-- start Items --
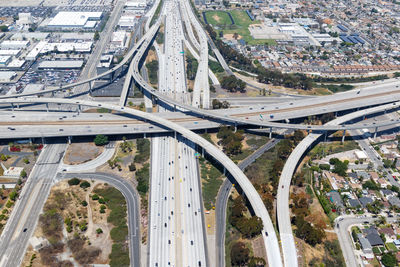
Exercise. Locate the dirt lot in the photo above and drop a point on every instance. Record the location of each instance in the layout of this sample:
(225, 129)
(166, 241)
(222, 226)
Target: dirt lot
(71, 198)
(78, 153)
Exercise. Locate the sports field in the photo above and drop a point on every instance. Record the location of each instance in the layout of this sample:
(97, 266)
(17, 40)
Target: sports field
(221, 21)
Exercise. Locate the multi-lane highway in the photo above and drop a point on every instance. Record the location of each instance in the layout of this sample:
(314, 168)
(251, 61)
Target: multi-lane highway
(25, 215)
(283, 212)
(132, 201)
(222, 200)
(176, 226)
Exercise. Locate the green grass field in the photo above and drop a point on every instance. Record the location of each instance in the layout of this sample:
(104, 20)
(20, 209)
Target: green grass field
(218, 18)
(241, 26)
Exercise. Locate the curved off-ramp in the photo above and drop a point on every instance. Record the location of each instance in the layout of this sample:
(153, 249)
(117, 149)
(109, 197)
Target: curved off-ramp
(131, 197)
(91, 165)
(268, 233)
(283, 212)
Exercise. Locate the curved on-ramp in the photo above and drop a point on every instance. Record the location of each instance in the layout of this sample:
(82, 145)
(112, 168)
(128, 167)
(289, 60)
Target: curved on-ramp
(270, 240)
(132, 202)
(283, 212)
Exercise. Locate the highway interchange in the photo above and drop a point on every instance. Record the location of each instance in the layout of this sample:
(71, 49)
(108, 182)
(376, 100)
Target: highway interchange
(176, 214)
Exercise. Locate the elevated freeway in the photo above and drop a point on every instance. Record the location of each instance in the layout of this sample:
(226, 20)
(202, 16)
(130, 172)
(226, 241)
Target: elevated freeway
(268, 233)
(283, 212)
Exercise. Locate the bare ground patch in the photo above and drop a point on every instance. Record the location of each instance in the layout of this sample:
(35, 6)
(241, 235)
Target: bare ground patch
(78, 153)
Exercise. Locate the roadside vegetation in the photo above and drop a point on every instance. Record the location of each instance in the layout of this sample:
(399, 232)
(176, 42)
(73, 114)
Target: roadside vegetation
(152, 68)
(116, 203)
(68, 208)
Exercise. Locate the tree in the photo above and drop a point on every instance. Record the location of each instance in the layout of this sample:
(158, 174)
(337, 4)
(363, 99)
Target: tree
(233, 84)
(23, 173)
(96, 36)
(239, 254)
(389, 260)
(13, 195)
(74, 181)
(3, 28)
(84, 184)
(100, 140)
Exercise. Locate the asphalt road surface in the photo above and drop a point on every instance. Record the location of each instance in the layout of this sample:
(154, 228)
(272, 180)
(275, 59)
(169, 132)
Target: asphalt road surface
(131, 197)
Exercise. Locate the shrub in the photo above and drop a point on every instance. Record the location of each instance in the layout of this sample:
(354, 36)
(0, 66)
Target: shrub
(101, 140)
(74, 181)
(84, 184)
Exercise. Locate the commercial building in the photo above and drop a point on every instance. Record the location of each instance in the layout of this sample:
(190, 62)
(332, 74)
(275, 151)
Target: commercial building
(9, 44)
(10, 52)
(4, 60)
(127, 21)
(7, 76)
(136, 5)
(77, 36)
(24, 19)
(119, 38)
(75, 19)
(33, 88)
(16, 64)
(60, 64)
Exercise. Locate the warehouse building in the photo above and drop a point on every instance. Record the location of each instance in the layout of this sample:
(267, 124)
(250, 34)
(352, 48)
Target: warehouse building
(60, 65)
(7, 76)
(8, 44)
(66, 19)
(4, 60)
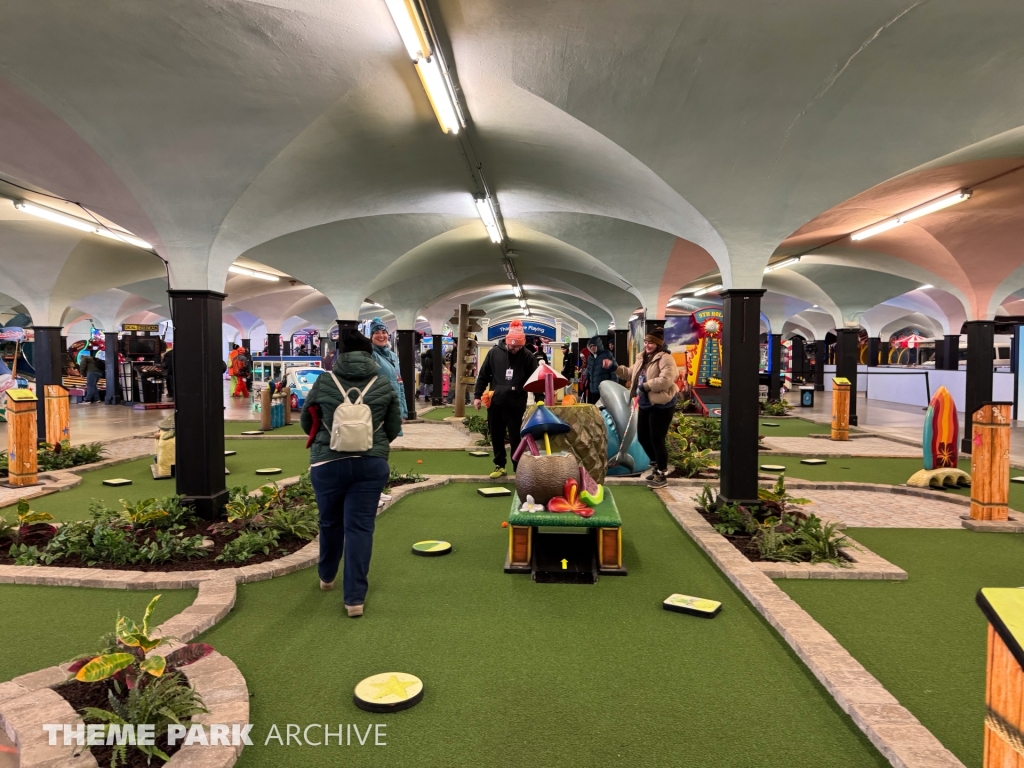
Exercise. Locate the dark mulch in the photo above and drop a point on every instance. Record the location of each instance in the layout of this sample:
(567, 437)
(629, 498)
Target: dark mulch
(80, 695)
(285, 547)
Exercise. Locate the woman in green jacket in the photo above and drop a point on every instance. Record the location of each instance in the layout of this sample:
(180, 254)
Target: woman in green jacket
(348, 485)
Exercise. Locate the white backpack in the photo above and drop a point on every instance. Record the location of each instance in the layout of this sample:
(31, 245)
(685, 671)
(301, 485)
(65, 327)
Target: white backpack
(352, 428)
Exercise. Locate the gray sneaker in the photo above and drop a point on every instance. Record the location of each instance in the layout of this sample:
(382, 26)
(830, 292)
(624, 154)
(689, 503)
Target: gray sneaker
(657, 480)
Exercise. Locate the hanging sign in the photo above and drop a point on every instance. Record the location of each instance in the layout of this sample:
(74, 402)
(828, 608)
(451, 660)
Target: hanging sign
(530, 328)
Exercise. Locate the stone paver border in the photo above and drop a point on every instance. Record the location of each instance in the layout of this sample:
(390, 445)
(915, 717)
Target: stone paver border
(28, 700)
(893, 730)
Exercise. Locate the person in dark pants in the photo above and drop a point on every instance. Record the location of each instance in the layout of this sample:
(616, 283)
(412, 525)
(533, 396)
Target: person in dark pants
(652, 381)
(92, 372)
(506, 370)
(348, 485)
-- end Items --
In the entries above, take the line containing "Exercise. Locate the hanging" and each later line through the last, and repeat them exactly. Output nothing else.

** The completed task **
Exercise. Locate the hanging sign in the photo above and drop a point on every instance. Record the location of each instance in the layout of this sample:
(74, 402)
(828, 608)
(451, 660)
Target: hanging sign
(530, 328)
Exercise. Locate the stone paver border in the photo above and drop a point on every instance. Record the location of each instance in the layout of this sample:
(390, 445)
(915, 717)
Target: stone paver border
(28, 700)
(893, 730)
Exercise. Locate the person in dark pants in the photo above and drop a point on every instance. Record the location of each instance in the layout of this sample:
(616, 283)
(412, 525)
(533, 396)
Target: person in dark pants
(652, 381)
(92, 372)
(506, 370)
(348, 485)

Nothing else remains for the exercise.